Source excerpt:
* BEGIN *

Thursday, January 29, 2009

Kehinde Wiley

Thursday, January 29, 2009


Sometimes, I just like to give people a little shine on here. Consider this one of those times.

Blogger, meet Kehinde Wiley. Since seeing him television earlier this year, I have become slightly obsessed with Kehinde Wiley. He's a 32-year-old LA-born, but New York-based painter. Don't think Van Gough or Rembrandt or any classical artist for that matter. His stuff really has helped define our modern culture.

His process is fascinating; incorporating model perspective to draw a sharp contrast between classical and contemporary. There is SO much power in his work and raises many an interesting question about black masculinity in art, challenging perceptions of race, gender and urban culture. I love that he was educated in traditional art at San Fransisco Institute of Art and Yale, but isn't constrained by its historical context.

* END *

Point labeling dataset excerpts
* BEGIN *

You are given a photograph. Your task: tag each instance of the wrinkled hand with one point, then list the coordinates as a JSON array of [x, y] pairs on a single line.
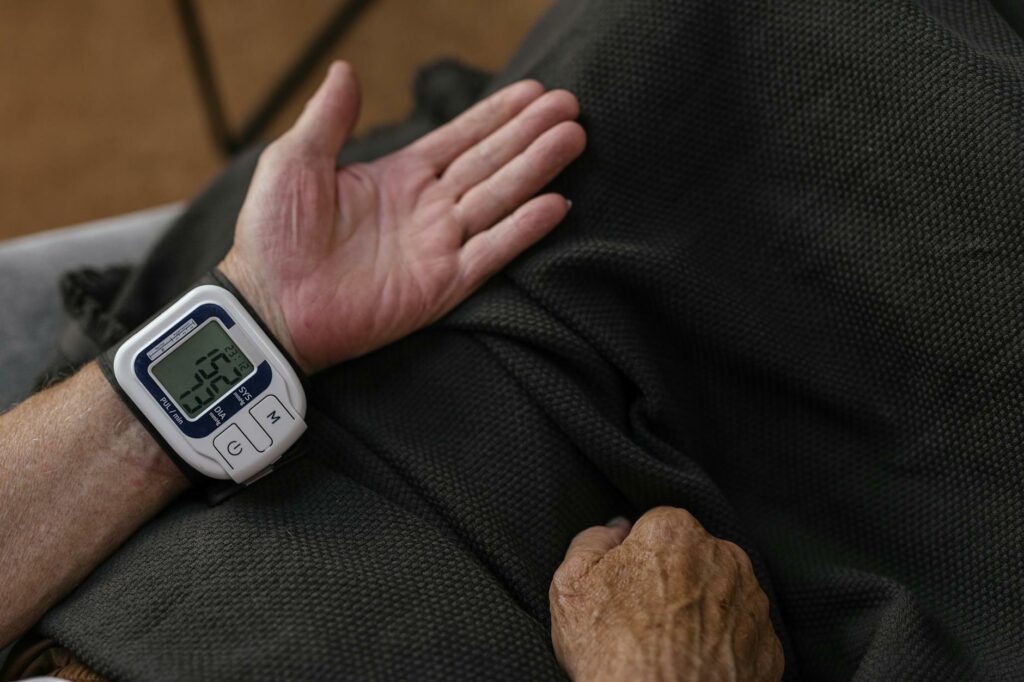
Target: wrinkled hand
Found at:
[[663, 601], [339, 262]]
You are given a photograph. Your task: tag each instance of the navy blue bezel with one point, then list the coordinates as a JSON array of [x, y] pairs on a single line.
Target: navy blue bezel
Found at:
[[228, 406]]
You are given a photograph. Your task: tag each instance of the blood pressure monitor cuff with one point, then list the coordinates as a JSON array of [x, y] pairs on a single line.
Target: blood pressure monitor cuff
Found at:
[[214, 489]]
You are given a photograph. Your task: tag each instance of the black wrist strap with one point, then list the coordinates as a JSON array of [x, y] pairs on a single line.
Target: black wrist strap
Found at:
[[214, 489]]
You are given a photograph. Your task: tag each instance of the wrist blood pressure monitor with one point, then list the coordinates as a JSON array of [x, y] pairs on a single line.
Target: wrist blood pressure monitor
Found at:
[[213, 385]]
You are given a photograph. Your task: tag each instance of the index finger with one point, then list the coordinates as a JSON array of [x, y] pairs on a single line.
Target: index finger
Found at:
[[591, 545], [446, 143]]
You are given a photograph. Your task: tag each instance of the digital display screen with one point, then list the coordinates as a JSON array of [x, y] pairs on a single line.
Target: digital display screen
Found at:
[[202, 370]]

* END *

Instructions:
• 1. From the Kehinde Wiley post, pull out everything from "His process is" down to "its historical context.".
• 2. According to the Kehinde Wiley post, perceptions of which things does his work challenge? List them all.

Answers to each task:
• 1.
His process is fascinating; incorporating model perspective to draw a sharp contrast between classical and contemporary. There is SO much power in his work and raises many an interesting question about black masculinity in art, challenging perceptions of race, gender and urban culture. I love that he was educated in traditional art at San Fransisco Institute of Art and Yale, but isn't constrained by its historical context.

• 2.
- race
- gender
- urban culture